┌─ RECORDS TO PROCESS
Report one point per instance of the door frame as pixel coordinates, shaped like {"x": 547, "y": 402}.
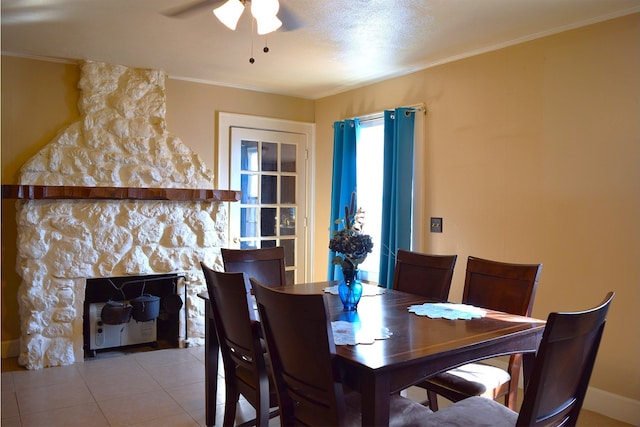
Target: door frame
{"x": 226, "y": 121}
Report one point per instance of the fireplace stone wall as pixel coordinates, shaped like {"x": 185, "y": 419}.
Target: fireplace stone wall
{"x": 121, "y": 141}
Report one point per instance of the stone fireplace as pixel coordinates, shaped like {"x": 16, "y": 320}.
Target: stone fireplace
{"x": 120, "y": 141}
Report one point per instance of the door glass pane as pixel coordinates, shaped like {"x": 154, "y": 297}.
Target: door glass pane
{"x": 269, "y": 156}
{"x": 269, "y": 190}
{"x": 268, "y": 222}
{"x": 268, "y": 244}
{"x": 288, "y": 189}
{"x": 287, "y": 221}
{"x": 249, "y": 156}
{"x": 249, "y": 188}
{"x": 249, "y": 224}
{"x": 289, "y": 252}
{"x": 249, "y": 244}
{"x": 288, "y": 154}
{"x": 290, "y": 277}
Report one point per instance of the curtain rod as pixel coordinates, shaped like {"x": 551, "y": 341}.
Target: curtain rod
{"x": 380, "y": 114}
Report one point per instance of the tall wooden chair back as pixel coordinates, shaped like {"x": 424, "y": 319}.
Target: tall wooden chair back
{"x": 266, "y": 265}
{"x": 245, "y": 366}
{"x": 306, "y": 370}
{"x": 559, "y": 379}
{"x": 497, "y": 286}
{"x": 423, "y": 274}
{"x": 565, "y": 359}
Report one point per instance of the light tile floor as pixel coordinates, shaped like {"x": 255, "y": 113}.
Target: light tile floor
{"x": 151, "y": 388}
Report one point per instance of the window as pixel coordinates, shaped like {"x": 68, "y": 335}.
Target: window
{"x": 370, "y": 158}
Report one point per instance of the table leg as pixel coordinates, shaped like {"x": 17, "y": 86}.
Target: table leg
{"x": 375, "y": 400}
{"x": 528, "y": 360}
{"x": 211, "y": 350}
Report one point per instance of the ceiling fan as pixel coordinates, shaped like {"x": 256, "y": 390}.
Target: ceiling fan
{"x": 270, "y": 15}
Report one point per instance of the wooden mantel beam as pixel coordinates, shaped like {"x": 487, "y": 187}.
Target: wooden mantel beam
{"x": 53, "y": 192}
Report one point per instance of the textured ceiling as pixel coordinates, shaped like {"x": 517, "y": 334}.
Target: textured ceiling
{"x": 330, "y": 45}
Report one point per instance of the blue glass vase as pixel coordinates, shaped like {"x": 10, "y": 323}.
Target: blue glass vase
{"x": 350, "y": 289}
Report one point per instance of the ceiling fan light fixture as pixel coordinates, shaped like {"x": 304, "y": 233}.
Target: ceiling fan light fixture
{"x": 268, "y": 24}
{"x": 264, "y": 11}
{"x": 229, "y": 13}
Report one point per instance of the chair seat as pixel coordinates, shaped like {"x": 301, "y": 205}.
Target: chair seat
{"x": 402, "y": 411}
{"x": 473, "y": 379}
{"x": 474, "y": 411}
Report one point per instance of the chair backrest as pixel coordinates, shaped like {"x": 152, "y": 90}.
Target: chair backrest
{"x": 302, "y": 355}
{"x": 423, "y": 274}
{"x": 563, "y": 367}
{"x": 501, "y": 286}
{"x": 266, "y": 265}
{"x": 238, "y": 334}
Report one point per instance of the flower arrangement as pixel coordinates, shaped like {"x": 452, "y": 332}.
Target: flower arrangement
{"x": 350, "y": 241}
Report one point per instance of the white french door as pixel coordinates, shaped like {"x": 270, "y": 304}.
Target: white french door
{"x": 269, "y": 168}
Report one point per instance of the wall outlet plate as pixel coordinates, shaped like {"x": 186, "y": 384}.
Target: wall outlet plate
{"x": 436, "y": 225}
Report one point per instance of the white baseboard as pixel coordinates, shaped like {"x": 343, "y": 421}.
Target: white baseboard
{"x": 613, "y": 406}
{"x": 600, "y": 401}
{"x": 10, "y": 348}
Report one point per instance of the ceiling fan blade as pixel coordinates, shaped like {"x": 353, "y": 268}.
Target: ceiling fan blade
{"x": 191, "y": 8}
{"x": 290, "y": 20}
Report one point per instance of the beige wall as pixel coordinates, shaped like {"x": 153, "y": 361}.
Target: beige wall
{"x": 532, "y": 155}
{"x": 40, "y": 98}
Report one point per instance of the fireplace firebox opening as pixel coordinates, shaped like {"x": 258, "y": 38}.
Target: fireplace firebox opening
{"x": 159, "y": 330}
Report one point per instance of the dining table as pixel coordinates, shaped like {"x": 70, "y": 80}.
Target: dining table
{"x": 411, "y": 349}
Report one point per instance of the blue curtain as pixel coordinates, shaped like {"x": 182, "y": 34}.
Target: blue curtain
{"x": 397, "y": 192}
{"x": 344, "y": 178}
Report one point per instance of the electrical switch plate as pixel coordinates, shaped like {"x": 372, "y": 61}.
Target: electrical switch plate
{"x": 436, "y": 225}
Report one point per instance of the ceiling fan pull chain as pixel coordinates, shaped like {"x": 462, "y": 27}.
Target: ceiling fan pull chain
{"x": 253, "y": 21}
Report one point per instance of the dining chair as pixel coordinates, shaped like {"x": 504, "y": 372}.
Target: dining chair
{"x": 423, "y": 274}
{"x": 559, "y": 378}
{"x": 246, "y": 368}
{"x": 498, "y": 286}
{"x": 300, "y": 342}
{"x": 265, "y": 264}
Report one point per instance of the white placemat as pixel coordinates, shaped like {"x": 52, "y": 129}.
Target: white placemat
└─
### TASK STATEMENT
Could you transcribe all of the data above word for word, leaving out the pictures?

### THE SOLUTION
Report one point per instance of the door frame as pixel coordinates, shaped like {"x": 547, "y": 402}.
Target: door frame
{"x": 226, "y": 121}
Report one point per instance of the fireplace stone wall as pixel coordinates, shaped like {"x": 185, "y": 419}.
Target: fireplace stone wall
{"x": 121, "y": 141}
Report one point per instance of the stone fireplace as pixel coordinates, shaped like {"x": 16, "y": 320}.
Target: stone fireplace
{"x": 120, "y": 141}
Report one point per instance of the door glass pane as pixel coordinates, shaped like {"x": 154, "y": 297}.
Target: door glass pane
{"x": 269, "y": 156}
{"x": 269, "y": 190}
{"x": 268, "y": 222}
{"x": 268, "y": 244}
{"x": 288, "y": 189}
{"x": 287, "y": 221}
{"x": 249, "y": 156}
{"x": 249, "y": 188}
{"x": 249, "y": 224}
{"x": 289, "y": 252}
{"x": 249, "y": 244}
{"x": 288, "y": 154}
{"x": 290, "y": 277}
Report one point per instance of the curtain rod as pixel coordinates, shaped like {"x": 551, "y": 341}.
Target: curtain rod
{"x": 380, "y": 114}
Report one point per instance of the tall wooden chair back as pixel coordinates, shaped like {"x": 424, "y": 319}.
Target: tall wooden chair back
{"x": 266, "y": 265}
{"x": 245, "y": 366}
{"x": 306, "y": 370}
{"x": 559, "y": 379}
{"x": 497, "y": 286}
{"x": 423, "y": 274}
{"x": 565, "y": 359}
Report one point per instance of the light tile floor as pixel coordinates, shaped like {"x": 255, "y": 113}.
Target: light tile floor
{"x": 151, "y": 388}
Report one point per instance of the window as pixel coordinates, shaped like {"x": 68, "y": 335}.
Target: window
{"x": 370, "y": 158}
Report one point per instance of the table leg as pixel coordinates, shaped like {"x": 17, "y": 86}.
Target: table leg
{"x": 375, "y": 400}
{"x": 528, "y": 360}
{"x": 211, "y": 350}
Report one point per instance of the ceiling fan as pixel coordinates, shaped like {"x": 256, "y": 390}.
Target: ceiling fan
{"x": 270, "y": 15}
Report one point per instance of the wooden mantel beam as pixel coordinates, shaped like {"x": 487, "y": 187}.
Target: wooden mantel beam
{"x": 53, "y": 192}
Report one point per instance of the textured ceiling as pixel coordinates, shaped like {"x": 517, "y": 334}.
Target: textured ceiling
{"x": 330, "y": 45}
Report one point per instance of the blue glass vase as pixel coordinates, shaped like {"x": 10, "y": 323}.
Target: blue glass vase
{"x": 350, "y": 289}
Report one point per instance of the ceiling fan light fixture as pixel coordinates, shaped like {"x": 304, "y": 233}.
Target: ceiling fan light fixture
{"x": 268, "y": 24}
{"x": 264, "y": 11}
{"x": 229, "y": 13}
Report one point per instance of the chair seat as pixel coordinates, shaped like {"x": 301, "y": 205}.
Target: chair seat
{"x": 402, "y": 411}
{"x": 473, "y": 379}
{"x": 474, "y": 411}
Report one point per instance of the chair backrest as pixel coordinates, shaped like {"x": 152, "y": 90}.
Target: chair backrest
{"x": 302, "y": 355}
{"x": 423, "y": 274}
{"x": 563, "y": 367}
{"x": 501, "y": 286}
{"x": 266, "y": 265}
{"x": 238, "y": 334}
Report one point per instance of the flower arrangement as pixel coordinates, shaped like {"x": 452, "y": 332}.
Target: flower arrangement
{"x": 350, "y": 241}
Report one point per instance of the white french door as pixel coordinates, shaped like {"x": 270, "y": 304}.
Target: white french door
{"x": 269, "y": 168}
Report one point per instance of the wall outlet plate as pixel coordinates, shaped like {"x": 186, "y": 384}.
Target: wall outlet plate
{"x": 436, "y": 225}
Report one point per instance of the white baseboard as pixel coordinates, shaped like {"x": 343, "y": 421}.
Target: white baseboard
{"x": 613, "y": 406}
{"x": 600, "y": 401}
{"x": 10, "y": 348}
Report one point per instance of the ceiling fan blade as pixel coordinates, shaped like {"x": 353, "y": 268}.
Target: ceiling fan blade
{"x": 191, "y": 8}
{"x": 290, "y": 20}
Report one point per instance of the beige wall as pixel coordinates, shaped like {"x": 153, "y": 361}.
Target: beige wall
{"x": 532, "y": 155}
{"x": 40, "y": 98}
Report one point per instance of the fireplace firebox opening as pixel coordinates, shaped like {"x": 258, "y": 38}.
Target: fireplace firebox opening
{"x": 159, "y": 330}
Report one point per instance of the dining table as pixel coordinates, shaped like {"x": 70, "y": 80}.
Target: dining table
{"x": 411, "y": 349}
Report one point per instance of the blue curtain as pixel coordinates, shaped like {"x": 182, "y": 34}.
Target: blue curtain
{"x": 397, "y": 192}
{"x": 344, "y": 178}
Report one point per instance of the electrical switch plate as pixel coordinates, shaped like {"x": 372, "y": 61}.
Target: electrical switch plate
{"x": 436, "y": 225}
Report one point per instance of the ceiling fan pull chain as pixel coordinates, shaped like {"x": 462, "y": 27}.
Target: ceiling fan pull chain
{"x": 253, "y": 21}
Report one point per instance of the dining chair as pixel coordinates, shaped like {"x": 504, "y": 372}.
Target: dining chair
{"x": 423, "y": 274}
{"x": 559, "y": 378}
{"x": 246, "y": 368}
{"x": 498, "y": 286}
{"x": 300, "y": 342}
{"x": 265, "y": 264}
Report one point per instance of the white placemat as pixel coordinates, shaped like {"x": 52, "y": 129}.
Target: white placemat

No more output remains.